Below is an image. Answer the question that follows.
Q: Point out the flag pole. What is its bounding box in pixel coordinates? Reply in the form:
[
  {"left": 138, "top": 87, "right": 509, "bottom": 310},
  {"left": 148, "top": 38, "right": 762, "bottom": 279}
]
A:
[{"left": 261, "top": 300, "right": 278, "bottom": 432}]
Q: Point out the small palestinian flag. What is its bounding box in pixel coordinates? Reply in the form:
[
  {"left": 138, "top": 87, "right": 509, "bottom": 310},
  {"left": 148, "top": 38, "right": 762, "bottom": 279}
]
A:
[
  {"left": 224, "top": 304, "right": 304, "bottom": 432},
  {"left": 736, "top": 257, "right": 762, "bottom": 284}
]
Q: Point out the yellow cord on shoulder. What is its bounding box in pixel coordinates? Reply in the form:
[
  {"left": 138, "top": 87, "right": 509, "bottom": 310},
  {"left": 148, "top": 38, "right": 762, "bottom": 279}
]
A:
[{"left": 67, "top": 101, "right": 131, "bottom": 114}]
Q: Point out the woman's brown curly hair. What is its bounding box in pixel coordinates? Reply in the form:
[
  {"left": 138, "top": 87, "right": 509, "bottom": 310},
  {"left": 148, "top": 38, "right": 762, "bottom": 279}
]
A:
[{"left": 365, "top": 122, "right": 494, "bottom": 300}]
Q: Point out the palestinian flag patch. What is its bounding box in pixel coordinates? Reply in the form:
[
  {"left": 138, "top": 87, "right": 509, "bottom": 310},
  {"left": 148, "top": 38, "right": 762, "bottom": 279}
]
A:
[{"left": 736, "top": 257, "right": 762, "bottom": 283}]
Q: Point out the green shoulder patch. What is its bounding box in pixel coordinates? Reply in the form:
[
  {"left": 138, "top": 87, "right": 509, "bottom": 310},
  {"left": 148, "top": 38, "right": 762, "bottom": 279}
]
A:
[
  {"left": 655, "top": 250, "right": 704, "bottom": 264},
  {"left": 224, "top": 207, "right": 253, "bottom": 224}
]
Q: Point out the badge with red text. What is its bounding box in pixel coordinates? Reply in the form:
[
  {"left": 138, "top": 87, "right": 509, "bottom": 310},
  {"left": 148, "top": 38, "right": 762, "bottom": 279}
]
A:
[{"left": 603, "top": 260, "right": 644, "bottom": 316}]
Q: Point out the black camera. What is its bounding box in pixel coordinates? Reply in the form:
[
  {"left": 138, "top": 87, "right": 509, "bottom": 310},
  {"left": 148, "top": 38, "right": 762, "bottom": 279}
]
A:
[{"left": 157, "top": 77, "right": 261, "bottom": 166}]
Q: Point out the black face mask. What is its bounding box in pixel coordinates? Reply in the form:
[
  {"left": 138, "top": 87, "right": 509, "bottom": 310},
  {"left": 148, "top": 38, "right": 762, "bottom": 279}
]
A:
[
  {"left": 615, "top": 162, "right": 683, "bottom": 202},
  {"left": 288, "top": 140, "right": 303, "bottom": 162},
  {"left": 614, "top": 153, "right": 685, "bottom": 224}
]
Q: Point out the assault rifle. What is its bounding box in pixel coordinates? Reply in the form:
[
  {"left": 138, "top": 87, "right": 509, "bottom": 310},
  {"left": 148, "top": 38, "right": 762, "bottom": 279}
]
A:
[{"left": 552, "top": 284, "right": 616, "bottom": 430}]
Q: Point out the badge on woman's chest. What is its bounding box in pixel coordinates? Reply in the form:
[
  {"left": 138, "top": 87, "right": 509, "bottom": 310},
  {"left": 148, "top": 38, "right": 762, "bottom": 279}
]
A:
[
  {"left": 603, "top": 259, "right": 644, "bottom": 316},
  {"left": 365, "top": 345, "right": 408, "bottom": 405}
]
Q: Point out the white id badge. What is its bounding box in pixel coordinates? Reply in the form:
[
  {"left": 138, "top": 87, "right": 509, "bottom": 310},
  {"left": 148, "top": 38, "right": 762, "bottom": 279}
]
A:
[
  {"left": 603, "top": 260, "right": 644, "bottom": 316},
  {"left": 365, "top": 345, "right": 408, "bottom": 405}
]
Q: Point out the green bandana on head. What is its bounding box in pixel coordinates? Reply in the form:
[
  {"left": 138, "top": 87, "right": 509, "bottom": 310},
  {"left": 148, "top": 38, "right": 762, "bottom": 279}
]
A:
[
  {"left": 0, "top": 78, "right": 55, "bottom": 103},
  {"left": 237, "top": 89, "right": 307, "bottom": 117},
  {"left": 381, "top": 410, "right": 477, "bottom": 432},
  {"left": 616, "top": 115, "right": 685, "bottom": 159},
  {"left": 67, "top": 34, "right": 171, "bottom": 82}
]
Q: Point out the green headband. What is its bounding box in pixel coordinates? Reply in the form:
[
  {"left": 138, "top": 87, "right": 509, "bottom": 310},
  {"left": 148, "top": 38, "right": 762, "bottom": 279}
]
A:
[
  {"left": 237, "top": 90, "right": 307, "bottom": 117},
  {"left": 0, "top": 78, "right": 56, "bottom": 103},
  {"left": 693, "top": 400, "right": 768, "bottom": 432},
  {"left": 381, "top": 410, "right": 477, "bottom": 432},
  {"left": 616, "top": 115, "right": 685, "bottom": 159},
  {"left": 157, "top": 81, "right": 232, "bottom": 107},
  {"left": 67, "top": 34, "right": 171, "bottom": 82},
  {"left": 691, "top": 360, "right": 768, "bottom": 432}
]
········
Directive
Collect every line of the entries above that contains the word "patch" and list those lines in order.

Answer for this exercise
Q: Point out the palestinian flag patch. What is its bounding box in pixel coordinates? Reply in the form:
Q: Point out the green shoulder patch. What is its bounding box in pixel coordinates? Reply in the form:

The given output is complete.